May 282015

Taranis RAID-6 logoTodays post shall be about storage. My new storage array actually. I wanted to make this post episodic, with multiple small posts that make sort of a build log, but since I’m so damn lazy, I never did that. So by now, I have quite some material piled up, which you’re all getting in one shot here. This is still not finished however, so don’t expect any benchmarks or even disks – yet! Some parts will be published in the near future, in the episodic manner I had actually intended to go for. So…

I’ve been into parity RAID (redundant array of independent/inexpensive disks) since the days of PATA/IDE with the Promise Supertrak SX6000, which I got in the beginning of 2003. At first with six 120GB Western Digital disks in RAID-5 (~558GiB of usable capacity), then upgraded to six 300GB Maxtor MaxLine II disks (~1.4TiB, the first to break the TiB barrier for me). It was very stable, but so horribly slow and fragmented at the end, that playback of larger video files – think HDTV, Blu-Rays were hitting the market around that time – became impossible, and the space was once again filled up at the end of 2005 anyway.

○ ○ ○ ○ ○ ○ ○

→ Short exercise A: Output the stretch of the RAID storage post from "I’ve been into" through "of 2005 anyway.", copying it word for word.

→ Given data:
○ ○ ○ ○ ○ ○ ○

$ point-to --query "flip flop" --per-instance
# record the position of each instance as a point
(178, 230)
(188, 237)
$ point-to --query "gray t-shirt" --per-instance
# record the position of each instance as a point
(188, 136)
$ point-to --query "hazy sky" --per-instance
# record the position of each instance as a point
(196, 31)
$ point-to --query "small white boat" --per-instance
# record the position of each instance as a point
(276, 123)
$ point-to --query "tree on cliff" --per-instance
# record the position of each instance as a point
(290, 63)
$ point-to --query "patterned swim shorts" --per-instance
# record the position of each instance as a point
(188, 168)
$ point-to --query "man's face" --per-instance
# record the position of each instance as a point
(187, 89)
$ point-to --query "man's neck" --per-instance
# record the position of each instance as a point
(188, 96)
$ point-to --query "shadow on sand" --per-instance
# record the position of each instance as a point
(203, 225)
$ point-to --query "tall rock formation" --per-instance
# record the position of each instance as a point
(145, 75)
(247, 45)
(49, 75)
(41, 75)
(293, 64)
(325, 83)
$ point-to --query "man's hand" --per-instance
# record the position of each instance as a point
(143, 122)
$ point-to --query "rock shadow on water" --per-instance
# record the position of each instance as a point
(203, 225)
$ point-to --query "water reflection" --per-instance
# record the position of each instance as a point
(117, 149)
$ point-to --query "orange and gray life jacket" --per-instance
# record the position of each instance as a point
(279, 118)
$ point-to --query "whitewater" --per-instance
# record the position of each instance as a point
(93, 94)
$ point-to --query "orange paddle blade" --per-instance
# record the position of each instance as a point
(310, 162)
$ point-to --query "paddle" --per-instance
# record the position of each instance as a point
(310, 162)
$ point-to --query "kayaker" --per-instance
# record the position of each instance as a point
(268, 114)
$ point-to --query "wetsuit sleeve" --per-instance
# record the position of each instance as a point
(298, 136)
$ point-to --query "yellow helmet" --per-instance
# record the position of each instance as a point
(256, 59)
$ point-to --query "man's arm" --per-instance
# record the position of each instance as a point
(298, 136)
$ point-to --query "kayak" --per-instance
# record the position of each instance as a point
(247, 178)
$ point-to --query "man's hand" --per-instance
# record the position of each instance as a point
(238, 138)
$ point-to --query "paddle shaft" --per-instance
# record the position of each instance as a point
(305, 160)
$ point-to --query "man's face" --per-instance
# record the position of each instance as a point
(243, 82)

○ ○ ○ ○ ○ ○ ○

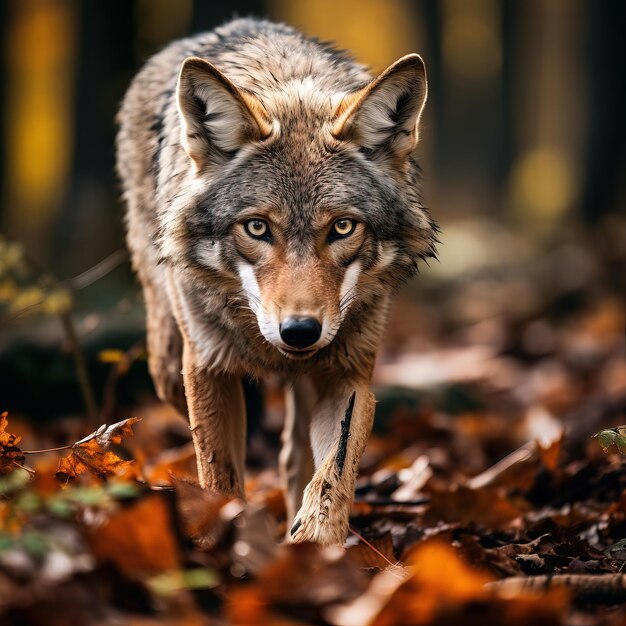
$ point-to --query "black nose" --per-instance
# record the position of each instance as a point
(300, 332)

○ ○ ○ ○ ○ ○ ○

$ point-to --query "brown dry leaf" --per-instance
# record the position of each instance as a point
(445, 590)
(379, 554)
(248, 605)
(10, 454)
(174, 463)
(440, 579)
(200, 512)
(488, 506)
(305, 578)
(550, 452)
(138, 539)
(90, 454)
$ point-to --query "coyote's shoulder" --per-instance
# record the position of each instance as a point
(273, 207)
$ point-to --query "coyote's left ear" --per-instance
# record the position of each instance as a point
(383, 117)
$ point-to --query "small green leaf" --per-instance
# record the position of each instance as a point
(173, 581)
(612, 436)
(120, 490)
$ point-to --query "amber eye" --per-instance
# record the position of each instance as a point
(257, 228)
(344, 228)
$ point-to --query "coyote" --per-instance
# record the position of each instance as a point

○ ○ ○ ○ ○ ○ ○

→ Short exercise B: Show every line of the rows that contains the word "leaf", copied unchanged.

→ Full solution A:
I’ve been into parity RAID (redundant array of independent/inexpensive disks) since the days of PATA/IDE with the Promise Supertrak SX6000, which I got in the beginning of 2003. At first with six 120GB Western Digital disks in RAID-5 (~558GiB of usable capacity), then upgraded to six 300GB Maxtor MaxLine II disks (~1.4TiB, the first to break the TiB barrier for me). It was very stable, but so horribly slow and fragmented at the end, that playback of larger video files – think HDTV, Blu-Rays were hitting the market around that time – became impossible, and the space was once again filled up at the end of 2005 anyway.

→ Full solution B:
$ point-to --query "brown dry leaf" --per-instance
$ point-to --query "small green leaf" --per-instance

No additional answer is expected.